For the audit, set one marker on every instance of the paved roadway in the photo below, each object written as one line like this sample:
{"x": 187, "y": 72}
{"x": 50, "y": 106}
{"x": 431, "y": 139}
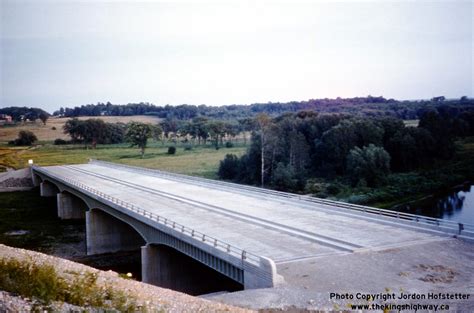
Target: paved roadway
{"x": 280, "y": 229}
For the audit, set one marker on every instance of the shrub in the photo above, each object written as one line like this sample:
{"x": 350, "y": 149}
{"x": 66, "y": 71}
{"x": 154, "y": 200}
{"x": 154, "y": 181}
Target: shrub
{"x": 284, "y": 177}
{"x": 229, "y": 167}
{"x": 333, "y": 189}
{"x": 25, "y": 138}
{"x": 41, "y": 281}
{"x": 60, "y": 141}
{"x": 31, "y": 280}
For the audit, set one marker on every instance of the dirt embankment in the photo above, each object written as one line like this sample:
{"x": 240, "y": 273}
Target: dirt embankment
{"x": 15, "y": 180}
{"x": 149, "y": 298}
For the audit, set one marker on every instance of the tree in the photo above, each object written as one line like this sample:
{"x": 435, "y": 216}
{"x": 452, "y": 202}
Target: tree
{"x": 370, "y": 164}
{"x": 263, "y": 121}
{"x": 43, "y": 116}
{"x": 25, "y": 138}
{"x": 229, "y": 167}
{"x": 137, "y": 134}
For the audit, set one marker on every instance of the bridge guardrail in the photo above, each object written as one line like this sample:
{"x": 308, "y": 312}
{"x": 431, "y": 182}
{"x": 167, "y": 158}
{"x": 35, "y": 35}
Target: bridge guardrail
{"x": 454, "y": 227}
{"x": 244, "y": 255}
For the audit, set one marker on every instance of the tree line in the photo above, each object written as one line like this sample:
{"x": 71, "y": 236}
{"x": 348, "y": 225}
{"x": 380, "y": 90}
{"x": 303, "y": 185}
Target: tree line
{"x": 288, "y": 150}
{"x": 360, "y": 106}
{"x": 198, "y": 131}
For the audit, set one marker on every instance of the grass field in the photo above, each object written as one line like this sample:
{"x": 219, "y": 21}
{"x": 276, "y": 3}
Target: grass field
{"x": 200, "y": 161}
{"x": 48, "y": 133}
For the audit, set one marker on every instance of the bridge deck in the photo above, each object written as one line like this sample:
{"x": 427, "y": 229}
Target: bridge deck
{"x": 267, "y": 226}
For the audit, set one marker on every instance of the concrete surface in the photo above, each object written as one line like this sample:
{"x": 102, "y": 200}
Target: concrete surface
{"x": 280, "y": 231}
{"x": 444, "y": 266}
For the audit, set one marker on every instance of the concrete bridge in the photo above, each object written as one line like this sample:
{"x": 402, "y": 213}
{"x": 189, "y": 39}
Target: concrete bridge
{"x": 192, "y": 229}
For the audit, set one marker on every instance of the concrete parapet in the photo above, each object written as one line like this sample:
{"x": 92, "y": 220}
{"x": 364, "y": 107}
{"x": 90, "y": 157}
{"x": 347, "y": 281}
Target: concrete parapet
{"x": 47, "y": 189}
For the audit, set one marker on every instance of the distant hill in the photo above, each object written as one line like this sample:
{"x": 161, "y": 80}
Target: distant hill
{"x": 54, "y": 126}
{"x": 366, "y": 106}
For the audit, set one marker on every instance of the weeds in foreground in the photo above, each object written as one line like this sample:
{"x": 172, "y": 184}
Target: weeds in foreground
{"x": 42, "y": 282}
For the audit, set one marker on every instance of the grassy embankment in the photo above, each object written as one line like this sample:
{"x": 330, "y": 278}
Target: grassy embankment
{"x": 42, "y": 282}
{"x": 37, "y": 217}
{"x": 200, "y": 161}
{"x": 54, "y": 126}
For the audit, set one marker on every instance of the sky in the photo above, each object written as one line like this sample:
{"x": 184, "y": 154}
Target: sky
{"x": 69, "y": 53}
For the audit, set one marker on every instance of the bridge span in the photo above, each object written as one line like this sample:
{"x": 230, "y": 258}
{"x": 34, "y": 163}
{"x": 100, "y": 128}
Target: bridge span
{"x": 244, "y": 233}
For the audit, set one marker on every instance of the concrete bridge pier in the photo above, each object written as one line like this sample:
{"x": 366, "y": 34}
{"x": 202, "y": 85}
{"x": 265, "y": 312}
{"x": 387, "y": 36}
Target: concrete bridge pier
{"x": 106, "y": 234}
{"x": 70, "y": 206}
{"x": 168, "y": 268}
{"x": 48, "y": 189}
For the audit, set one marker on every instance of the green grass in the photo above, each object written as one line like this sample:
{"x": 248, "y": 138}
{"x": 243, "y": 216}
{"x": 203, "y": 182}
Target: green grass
{"x": 200, "y": 161}
{"x": 41, "y": 281}
{"x": 26, "y": 210}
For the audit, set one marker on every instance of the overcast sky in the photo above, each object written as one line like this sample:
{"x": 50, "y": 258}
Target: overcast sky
{"x": 67, "y": 53}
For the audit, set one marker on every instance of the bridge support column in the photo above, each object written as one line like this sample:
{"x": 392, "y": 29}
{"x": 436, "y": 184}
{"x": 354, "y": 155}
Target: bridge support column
{"x": 166, "y": 267}
{"x": 47, "y": 189}
{"x": 157, "y": 267}
{"x": 70, "y": 207}
{"x": 106, "y": 234}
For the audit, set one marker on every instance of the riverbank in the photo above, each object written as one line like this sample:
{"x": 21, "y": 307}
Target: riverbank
{"x": 85, "y": 285}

════════

Return each line from the material above exactly, but not the pictures.

__REPLY__.
For the audit, set one marker on every instance of the paved roadway in the photo below, each object written as one line like this sample:
{"x": 187, "y": 72}
{"x": 50, "y": 106}
{"x": 431, "y": 139}
Target: paved roadway
{"x": 280, "y": 229}
For the audit, set one marker on every instance of the shrub in the photo above, each object written as one line like this sample:
{"x": 350, "y": 149}
{"x": 66, "y": 71}
{"x": 154, "y": 200}
{"x": 154, "y": 181}
Target: shrub
{"x": 284, "y": 177}
{"x": 229, "y": 167}
{"x": 333, "y": 189}
{"x": 25, "y": 138}
{"x": 41, "y": 281}
{"x": 60, "y": 141}
{"x": 31, "y": 280}
For the audit, set one marker on every instance of the dirt embankment in the photo above, each object written as one line like this sample:
{"x": 240, "y": 273}
Target: dirt embankment
{"x": 15, "y": 180}
{"x": 149, "y": 298}
For the audit, set one marker on every instance of the tree in the photo above, each object written as one line like this sample:
{"x": 435, "y": 216}
{"x": 452, "y": 202}
Target: tree
{"x": 370, "y": 164}
{"x": 263, "y": 121}
{"x": 43, "y": 116}
{"x": 25, "y": 138}
{"x": 229, "y": 167}
{"x": 137, "y": 134}
For the audit, set one marker on every instance of the bridge guardrail in the photo above, each object written as one line like this sample:
{"x": 308, "y": 312}
{"x": 431, "y": 182}
{"x": 167, "y": 158}
{"x": 35, "y": 35}
Target: bridge guardrail
{"x": 454, "y": 227}
{"x": 244, "y": 255}
For the audit, set one marker on every instance of the tree line in the photo above, each object written as one line like this sample:
{"x": 71, "y": 236}
{"x": 348, "y": 225}
{"x": 380, "y": 90}
{"x": 303, "y": 185}
Target: tree line
{"x": 288, "y": 150}
{"x": 360, "y": 106}
{"x": 198, "y": 131}
For the audit, set one marker on every instance of the grass field in the photo above, each object written as one line like this sample:
{"x": 219, "y": 21}
{"x": 276, "y": 3}
Target: grass field
{"x": 200, "y": 161}
{"x": 48, "y": 133}
For the audit, set one marker on every instance of the bridge deck in the photo above, each object written as one line like this sample:
{"x": 427, "y": 229}
Target: bridge deck
{"x": 267, "y": 226}
For the audit, set one marker on every instance of the concrete surface in the photo above, each object written as one line like this sample:
{"x": 102, "y": 200}
Target: concrete surface
{"x": 280, "y": 231}
{"x": 444, "y": 266}
For the audit, set one marker on every instance of the concrete bridge in the photo above, each object written as one line like this sample:
{"x": 402, "y": 213}
{"x": 189, "y": 39}
Target: concrete bridge
{"x": 192, "y": 229}
For the audit, set one marker on every instance of the concrete parapet in the photo above, each object written as one line like this sample:
{"x": 92, "y": 220}
{"x": 364, "y": 107}
{"x": 90, "y": 157}
{"x": 347, "y": 281}
Target: concrete parapet
{"x": 47, "y": 189}
For the audit, set one marker on every instance of the distant hill in the photo above, each object written as one line like this sample:
{"x": 161, "y": 80}
Target: distant hill
{"x": 54, "y": 126}
{"x": 366, "y": 106}
For the audit, set one marker on every instance of the weeds in foreground in the photo above, each object written as one line like this sample:
{"x": 172, "y": 184}
Target: weeds in foreground
{"x": 42, "y": 282}
For the audit, set one marker on every instance of the grassy embankment in the photo above, each object written as one line like this sample:
{"x": 330, "y": 278}
Target: grassy embankment
{"x": 42, "y": 282}
{"x": 37, "y": 217}
{"x": 200, "y": 161}
{"x": 54, "y": 126}
For the audit, set one marker on every instance of the sky in the photo above, each object written as one line like this sample:
{"x": 184, "y": 154}
Target: sky
{"x": 69, "y": 53}
For the audit, set one marker on every instance of the bridge span in the photo above, each object written as one line like this sample:
{"x": 230, "y": 258}
{"x": 34, "y": 163}
{"x": 100, "y": 128}
Target: bridge span
{"x": 244, "y": 233}
For the audit, set one marker on every instance of the concrete bridge pier in the photo above, each object written as one line like this sample:
{"x": 366, "y": 34}
{"x": 202, "y": 85}
{"x": 265, "y": 312}
{"x": 387, "y": 36}
Target: concrete bridge pier
{"x": 106, "y": 234}
{"x": 70, "y": 206}
{"x": 168, "y": 268}
{"x": 48, "y": 189}
For the audit, set one marker on every instance of the green grass in the photo above, each object written as one line like this sample:
{"x": 248, "y": 138}
{"x": 243, "y": 216}
{"x": 203, "y": 182}
Target: green grass
{"x": 200, "y": 161}
{"x": 41, "y": 281}
{"x": 26, "y": 210}
For the audit, set one marker on every instance of the overcast sky in the photo above, each object written as one line like this sample:
{"x": 50, "y": 258}
Target: overcast sky
{"x": 67, "y": 53}
For the audit, set one marker on every instance of the bridge support column in the photo above, each object written as one line like this sample:
{"x": 392, "y": 29}
{"x": 436, "y": 184}
{"x": 354, "y": 155}
Target: bridge support column
{"x": 166, "y": 267}
{"x": 47, "y": 189}
{"x": 157, "y": 267}
{"x": 70, "y": 207}
{"x": 106, "y": 234}
For the audit, set one marker on every instance of the riverbank in the photo above, each object written as one line like this sample:
{"x": 21, "y": 307}
Target: riverbank
{"x": 85, "y": 285}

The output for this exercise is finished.